Work required:
Copy all of the records below verbatim.

[Coordinate annotation records]
/---

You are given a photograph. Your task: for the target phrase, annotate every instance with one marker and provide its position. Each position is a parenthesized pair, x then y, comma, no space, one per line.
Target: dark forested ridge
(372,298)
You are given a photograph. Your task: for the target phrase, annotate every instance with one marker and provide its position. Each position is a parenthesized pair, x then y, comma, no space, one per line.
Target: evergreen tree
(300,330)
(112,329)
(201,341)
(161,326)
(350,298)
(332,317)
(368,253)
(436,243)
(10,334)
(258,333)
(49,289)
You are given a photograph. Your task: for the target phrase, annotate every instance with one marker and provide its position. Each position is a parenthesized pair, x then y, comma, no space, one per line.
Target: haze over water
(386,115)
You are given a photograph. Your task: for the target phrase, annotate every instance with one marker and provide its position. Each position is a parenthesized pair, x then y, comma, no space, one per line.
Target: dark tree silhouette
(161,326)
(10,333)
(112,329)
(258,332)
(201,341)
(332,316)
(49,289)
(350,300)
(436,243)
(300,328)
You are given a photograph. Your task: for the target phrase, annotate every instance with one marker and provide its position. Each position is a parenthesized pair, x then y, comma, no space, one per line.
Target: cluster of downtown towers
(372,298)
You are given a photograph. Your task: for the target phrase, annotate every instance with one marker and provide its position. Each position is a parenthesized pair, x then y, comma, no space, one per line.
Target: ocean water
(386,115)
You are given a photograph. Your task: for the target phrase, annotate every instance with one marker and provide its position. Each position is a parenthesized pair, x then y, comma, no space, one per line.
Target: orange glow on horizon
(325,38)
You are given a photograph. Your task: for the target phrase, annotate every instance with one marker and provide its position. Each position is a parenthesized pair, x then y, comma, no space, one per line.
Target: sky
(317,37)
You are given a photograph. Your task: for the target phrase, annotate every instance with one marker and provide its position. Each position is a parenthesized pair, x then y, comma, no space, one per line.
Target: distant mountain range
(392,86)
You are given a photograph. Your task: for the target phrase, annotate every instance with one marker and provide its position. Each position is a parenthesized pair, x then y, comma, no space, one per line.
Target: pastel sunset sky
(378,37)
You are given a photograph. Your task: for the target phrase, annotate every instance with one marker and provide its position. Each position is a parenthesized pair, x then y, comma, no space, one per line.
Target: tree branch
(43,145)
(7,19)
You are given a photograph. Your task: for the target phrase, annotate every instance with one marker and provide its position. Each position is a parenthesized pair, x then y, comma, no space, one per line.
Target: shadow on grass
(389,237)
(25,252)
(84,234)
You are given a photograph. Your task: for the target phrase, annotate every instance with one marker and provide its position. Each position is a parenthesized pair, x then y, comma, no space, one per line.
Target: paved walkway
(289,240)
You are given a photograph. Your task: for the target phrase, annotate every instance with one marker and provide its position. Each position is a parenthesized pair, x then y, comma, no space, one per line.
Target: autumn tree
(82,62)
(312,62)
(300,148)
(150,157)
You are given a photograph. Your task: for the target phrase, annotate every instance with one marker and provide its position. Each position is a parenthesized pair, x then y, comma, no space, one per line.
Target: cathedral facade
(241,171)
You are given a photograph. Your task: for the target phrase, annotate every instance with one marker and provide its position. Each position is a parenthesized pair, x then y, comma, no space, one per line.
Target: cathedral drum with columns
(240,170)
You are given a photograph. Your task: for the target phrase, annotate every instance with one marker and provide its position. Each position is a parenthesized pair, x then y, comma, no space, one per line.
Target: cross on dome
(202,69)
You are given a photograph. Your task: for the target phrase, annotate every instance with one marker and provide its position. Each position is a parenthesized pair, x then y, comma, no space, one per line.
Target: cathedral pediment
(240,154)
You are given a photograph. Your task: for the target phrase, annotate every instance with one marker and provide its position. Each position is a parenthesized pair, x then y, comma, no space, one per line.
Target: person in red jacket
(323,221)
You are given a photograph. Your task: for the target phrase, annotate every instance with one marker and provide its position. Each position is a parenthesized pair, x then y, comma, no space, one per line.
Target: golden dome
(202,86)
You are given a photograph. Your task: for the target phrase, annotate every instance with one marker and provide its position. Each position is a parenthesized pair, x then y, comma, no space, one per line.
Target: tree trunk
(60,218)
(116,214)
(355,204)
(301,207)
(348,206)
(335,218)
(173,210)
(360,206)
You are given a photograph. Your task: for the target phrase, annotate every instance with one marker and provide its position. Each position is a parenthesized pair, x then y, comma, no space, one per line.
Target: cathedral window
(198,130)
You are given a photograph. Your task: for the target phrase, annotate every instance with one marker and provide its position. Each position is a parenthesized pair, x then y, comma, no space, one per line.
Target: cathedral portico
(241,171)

\---

Exercise output:
You are given a photograph. Your task: for the target phrase, annotate every instance with one marker and provide its position. Each position is a parenthesized pair, x then y, comma, no space, one per line.
Target: dark forested ridge
(372,298)
You are given a photograph. Your task: for the target phrase, annotate every instance with one marker and provide its position. Each position is a parenthesized pair, x then y, comma, no space, one per line.
Target: evergreen tree
(300,330)
(112,329)
(201,341)
(161,326)
(350,298)
(332,317)
(368,253)
(436,243)
(10,334)
(258,333)
(49,289)
You are given a photograph. Your task: for the target phrase, annotate every instance with one marker and provide its position. Each position is a parenthesized pair, x then y, comma, no space, one per line.
Target: haze over water
(386,115)
You are given a photograph. Your task: for the target phrase, annotate every instance with one marker and provide its position. Each position is a parenthesized pair, x then y, comma, no space, one per line.
Target: dark tree silhouette
(161,326)
(10,333)
(112,329)
(258,332)
(201,341)
(332,316)
(49,289)
(350,300)
(436,243)
(300,328)
You are given a photograph. Your task: for the target phrase, annotate every instance with one marker and provide its position. Each position is a parenthesized pair, x then y, comma, no space, one per line.
Target: cluster of downtown towers
(372,298)
You are given a photograph. Your task: for the target phrase, annotate every instance with one marker and provide its position. Each position is a parenthesized pair, x then y, comma, no space, one per line.
Target: ocean water
(386,115)
You are given a photograph. Your task: for the target phrase, annotate every instance with one marker and provide its position. Each position is a parenthesized pair, x then y, comma, no space, one per line.
Target: orange glow on horizon
(325,38)
You are given a photograph. Your task: for the target phrase, annotate every instance with one marker and provide its position. Each position is a parenthesized pair, x then y, comma, no space, one per line.
Target: sky
(317,37)
You are given a photograph. Your task: for the target phrase, annotate every instance with one marker and provide its position. Each position is a parenthesized pair, x then y, comma, no space, one per line.
Target: distant mountain range
(392,86)
You are given a photograph. Your task: for the target phrase, annotate every instance with one marker and provide its position. Each position is a parenthesized pair, x then y, comma, no space, one per line.
Target: pastel sunset sky
(378,37)
You are given a photograph. Your task: for the target phrase, annotate every instance with one marker and provide its position. Each position is a parenthesized pair, x then y, comma, no space, one per line.
Target: tree branch
(43,145)
(7,19)
You are given a photograph. Your task: for the target phrase, annotate every instance with one marker and provide its position. Each position is a parenthesized pair, x then y, comma, no space, one per line.
Target: shadow on grass
(389,237)
(25,252)
(84,234)
You are given a photograph. Your task: for the target phrase, annotate every instance with one marker and provide its position. Each position is a parenthesized pair, x then y, comma, no space, one per line.
Target: paved walkway
(289,240)
You are given a photograph. Your task: for the target phrase, annotate every instance with one marker and provide its position. Each position is a parenthesized pair, x then y, comma, no space, one per line.
Target: autumn tree
(82,62)
(312,62)
(300,148)
(150,157)
You are given a photograph. Your task: for the target phrase, annotate every instance with one marker and provide its position. Each position is a parenthesized pair, x then y, comma, no space, one per line.
Target: cathedral facade
(241,171)
You are given a photograph. Your task: for the target phrase, annotate every instance with one marker and provide its position. Each position is a parenthesized pair, x then y, comma, no space, one per line.
Target: cathedral drum with columns
(240,170)
You are given a photograph. Your task: for the target phrase, annotate every instance with one marker and provide its position. Each position is a parenthesized pair, x then y, comma, no space, one per line.
Target: cross on dome
(202,69)
You are given a photograph. Your task: for the target phrase, annotate every instance with one marker and provide its position. Each position is a parenthesized pair, x then y, comma, no space, one per line.
Target: cathedral pediment
(240,154)
You are given a photograph. Your task: for the target phrase, annotate every instance with one marker and provide its position. Each position is a parenthesized pair, x then y, comma, no space, one per line.
Target: person in red jacket
(323,221)
You are given a photograph. Your task: for the target phrase, annotate every instance with one marker and provide its position. Each position is a parenthesized pair, x then y, comma, no space, one per line.
Target: golden dome
(202,86)
You are given a photograph. Your task: for the target phrase, annotate every instance with one marker and provide its position. Each position is a parenthesized pair, x then y, comma, no space, one per line.
Target: tree trunk
(60,218)
(116,214)
(355,204)
(301,207)
(348,206)
(335,218)
(173,210)
(360,206)
You are given a photograph. Your task: for the target phrase, annotate every instance with one marker and provide its position. Each position is a parenthesized pair, x then y, comma, no space, one per line.
Target: cathedral window
(198,130)
You are given a photograph. Your task: for the target phrase, annotate every instance with one marker and provide its position. Each position is a parenthesized pair, x then y, comma, no space, one per line.
Target: cathedral portico
(241,171)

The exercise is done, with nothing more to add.